▶ **Supplied passage**
Commands from worker to broker:

init -- introduce self to the broker. Useful on startup or after reestablishing lost connection. Requires at least 2 arguments:
- hwgroup -- hardware group of this worker
- header -- additional header describing worker capabilities. Format must be header_name=value, every header shall be in a separate message frame. There is no limit on number of headers. There is also an optional third argument -- additional information. If present, it should be separated from the headers with an empty frame. The format is the same as headers. Supported keys for additional information are:
- description -- a human readable description of the worker for administrators (it will show up in broker logs)
- current_job -- an identifier of a job the worker is now processing. This is useful when we are reassembling a connection to the broker and need it to know the worker will not accept a new job.
done -- notifying of finished job. Contains following message frames:
- job_id -- identifier of finished job
- result -- response result, possible values are:
- OK -- evaluation finished successfully
- FAILED -- job failed and cannot be reassigned to another worker (e.g. due to error in configuration)
- INTERNAL_ERROR -- job failed due to internal worker error, but another worker might be able to process it (e.g. downloading a file failed)
- message -- a human readable error message
progress -- notice about current evaluation progress. Contains following message frames:
- job_id -- identifier of current job
- command -- what is happening now.
- DOWNLOADED -- submission successfuly fetched from fileserver
- FAILED -- something bad happened and job was not executed at all
- UPLOADED -- results are uploaded to fileserver
- STARTED -- evaluation of tasks started
- ENDED -- evaluation of tasks is finished
- ABORTED -- evaluation of job encountered internal error, job will be rescheduled to another worker
- FINISHED -- whole execution is finished and worker ready for another job execution
- TASK -- task state changed -- see below
- task_id -- only present for "TASK" state -- identifier of task in current job
- task_state -- only present for "TASK" state -- result of task evaluation. One of:
- COMPLETED -- task was successfully executed without any error, subsequent task will be executed
- FAILED -- task ended up with some error, subsequent task will be skipped
- SKIPPED -- some of the previous dependencies failed to execute, so this task will not be executed at all
ping -- tell broker I am alive, no arguments

Heartbeating

It is important for the broker and workers to know if the other side is still working (and connected). This is achieved with a simple heartbeating protocol.

The protocol requires the workers to send a ping command regularly (the interval is configurable on both sides -- future releases might let the worker send its ping interval with the init command). Upon receiving a ping command, the broker responds with pong.

Whenever a heartbeating message doesn't arrive, a counter called liveness is decreased. When this counter drops to zero, the other side is considered disconnected. When a message arrives, the liveness counter is set back to its maximum value, which is configurable for both sides.

When the broker decides a worker disconnected, it tries to reschedule its jobs to other workers.

If a worker thinks the broker crashed, it tries to reconnect periodically, with a bounded, exponentially increasing delay.

This protocol proved great robustness in real world testing. Thus whole backend is reliable and can outlive short term issues with connection without problems. Also, increasing delay of ping messages does not flood the network when there are problems. We experienced no issues since we are using this protocol.

▶ **Challenge 1**
Return each line of the records that contains the string "what".

▶ **Data lines**
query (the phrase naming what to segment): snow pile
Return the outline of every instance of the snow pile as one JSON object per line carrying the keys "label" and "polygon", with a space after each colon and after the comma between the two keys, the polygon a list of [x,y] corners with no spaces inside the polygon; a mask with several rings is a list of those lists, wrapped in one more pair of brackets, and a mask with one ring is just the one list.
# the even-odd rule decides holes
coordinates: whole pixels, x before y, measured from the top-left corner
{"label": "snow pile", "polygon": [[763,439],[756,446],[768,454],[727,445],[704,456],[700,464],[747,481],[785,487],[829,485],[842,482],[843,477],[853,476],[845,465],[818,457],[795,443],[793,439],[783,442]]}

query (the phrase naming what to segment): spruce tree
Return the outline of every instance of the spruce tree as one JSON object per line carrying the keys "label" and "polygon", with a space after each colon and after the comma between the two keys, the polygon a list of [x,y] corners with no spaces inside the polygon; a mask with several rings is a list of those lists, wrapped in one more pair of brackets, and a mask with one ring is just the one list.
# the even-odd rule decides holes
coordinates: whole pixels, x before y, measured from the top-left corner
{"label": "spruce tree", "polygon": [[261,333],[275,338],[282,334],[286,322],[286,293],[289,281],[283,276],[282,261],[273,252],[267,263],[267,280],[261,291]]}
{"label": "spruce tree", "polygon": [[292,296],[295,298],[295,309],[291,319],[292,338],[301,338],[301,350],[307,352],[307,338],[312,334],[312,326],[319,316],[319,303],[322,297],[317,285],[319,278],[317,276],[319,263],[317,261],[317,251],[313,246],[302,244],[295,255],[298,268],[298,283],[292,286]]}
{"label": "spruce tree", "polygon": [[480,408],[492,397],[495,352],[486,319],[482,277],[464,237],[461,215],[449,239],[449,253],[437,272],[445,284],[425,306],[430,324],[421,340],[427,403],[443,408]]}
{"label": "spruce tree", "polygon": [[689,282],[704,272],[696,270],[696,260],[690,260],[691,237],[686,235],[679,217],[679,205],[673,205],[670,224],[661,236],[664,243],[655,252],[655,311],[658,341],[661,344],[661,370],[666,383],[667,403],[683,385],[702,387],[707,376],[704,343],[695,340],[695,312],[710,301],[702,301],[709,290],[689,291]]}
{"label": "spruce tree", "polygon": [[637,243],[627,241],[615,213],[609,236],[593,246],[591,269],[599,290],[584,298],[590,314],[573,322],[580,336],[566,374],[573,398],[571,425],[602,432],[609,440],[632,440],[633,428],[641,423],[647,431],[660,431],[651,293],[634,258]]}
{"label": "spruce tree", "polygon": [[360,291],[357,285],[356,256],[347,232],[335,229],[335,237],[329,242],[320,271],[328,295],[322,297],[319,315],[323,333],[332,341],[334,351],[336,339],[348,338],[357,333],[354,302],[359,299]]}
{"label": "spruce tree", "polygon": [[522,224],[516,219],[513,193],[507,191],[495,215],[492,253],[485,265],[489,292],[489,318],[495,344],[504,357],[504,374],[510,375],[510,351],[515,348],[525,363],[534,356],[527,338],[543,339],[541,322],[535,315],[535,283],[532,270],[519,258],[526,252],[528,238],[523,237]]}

▶ **Challenge 2**
Go on with the passage about the worker-broker commands and heartbeating, starting after its final sentence.

▶ **Answer 1**
query (the phrase naming what to segment): snow pile
query (the phrase naming what to segment): spruce tree

▶ **Answer 2**
Worker - File Server communication

Worker is communicating with file server only from execution thread. Supported protocol is HTTP optionally with SSL encryption (recommended). If supported by server and used version of libcurl, HTTP/2 standard is also available. File server should be set up to require basic HTTP authentication and worker is capable to send corresponding credentials with each request.

Worker side

Workers comunicate with the file server in both directions -- they download student's submissions and then upload evaluation results. Internally, worker is using libcurl C library with very similar setup. In both cases it can verify HTTPS certificate (on Linux against system cert list, on Windows against downloaded one from CURL website during installation), support basic HTTP authentication, offer HTTP/2 with fallback to HTTP/1.1 and fail on error (returned HTTP status code is >=400). Worker have list of credentials to all available file servers in its config file.

download file -- standard HTTP GET request to given URL expecting file content as response
upload file -- standard HTTP PUT request to given URL with file data as body -- same as command line tool curl with option --upload-file

File server side

File server has its own internal directory structure, where all the files are stored. It provides simple REST API to get them or create new ones. File server does not provide authentication or secured connection by itself, but it is supposed to run file server as WSGI script inside a web server (like Apache) with proper configuration. Relevant commands for communication with workers:

GET /submission_archives/<id>.<ext> -- gets an archive with submitted source code and corresponding configuration of this job evaluation
GET /exercises/<hash> -- gets a file, common usage is for input files or reference result files
PUT /results/<id>.<ext> -- upload archive with evaluation results under specified name (should be same id as name of submission archive). On successful upload returns JSON { "result": "OK" } as body of returned page.

If not specified otherwise, zip format of archives is used. Symbol / in API description is root of file server's domain. If the domain is for example fs.recodex.org with SSL support, getting input file for one task could look as GET request to https://fs.recodex.org/tasks/8b31e12787bdae1b5766ebb8534b0adc10a1c34c.

Broker - Monitor communication

Broker communicates with monitor also through ZeroMQ over TCP protocol. Type of socket is same on both sides, ROUTER. Monitor is set to act as server in this communication, its IP address and port are configurable in monitor's config file. ZeroMQ socket ID (set on monitor's side) is "recodex-monitor" and must be sent as first frame of every multipart message -- see ZeroMQ ROUTER socket documentation for more info.

Note that the monitor is designed so that it can receive data both from the broker and workers. The current architecture prefers the broker to do all the communication so that the workers do not have to know too many network services.

Monitor is treated as a somewhat optional part of whole solution, so no special effort on communication realibility was made.

Commands from monitor to broker:

Because there is no need for the monitor to communicate with the broker, there are no commands so far. Any message from monitor to broker is logged and discarded.

Commands from broker to monitor:

progress -- notification about progress with job evaluation. This communication is only redirected as is from worker, more info can be found in "Broker - Worker Communication" chapter above.

Broker - Web API communication

Broker communicates with main REST API through ZeroMQ connection over TCP. Socket type on broker side is ROUTER, on frontend part it is DEALER. Broker acts as a server, its IP address and port is configurable in the API.

Commands from API to broker:

eval -- evaluate a job. Requires at least 4 frames:
- job_id -- identifier of this job (in ASCII representation -- we avoid endianness issues and also support alphabetic ids)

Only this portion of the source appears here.